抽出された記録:
::::::::

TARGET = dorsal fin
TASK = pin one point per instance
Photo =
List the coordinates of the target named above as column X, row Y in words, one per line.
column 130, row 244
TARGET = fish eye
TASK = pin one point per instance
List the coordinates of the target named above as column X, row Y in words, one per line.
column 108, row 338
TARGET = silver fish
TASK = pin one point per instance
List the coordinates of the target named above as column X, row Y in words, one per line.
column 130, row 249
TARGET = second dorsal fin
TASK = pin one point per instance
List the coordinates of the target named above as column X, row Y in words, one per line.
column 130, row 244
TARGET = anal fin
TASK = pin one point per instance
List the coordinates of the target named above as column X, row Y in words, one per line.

::::::::

__課題__
記録の冒頭から「column 130, row 249」を含む行までを、両端の行も含めて一字一句そのまま書き写してください。

__解答__
TARGET = dorsal fin
TASK = pin one point per instance
Photo =
List the coordinates of the target named above as column X, row Y in words, one per line.
column 130, row 244
TARGET = fish eye
TASK = pin one point per instance
List the coordinates of the target named above as column X, row Y in words, one per line.
column 108, row 338
TARGET = silver fish
TASK = pin one point per instance
List the coordinates of the target named above as column X, row Y in words, one per line.
column 130, row 249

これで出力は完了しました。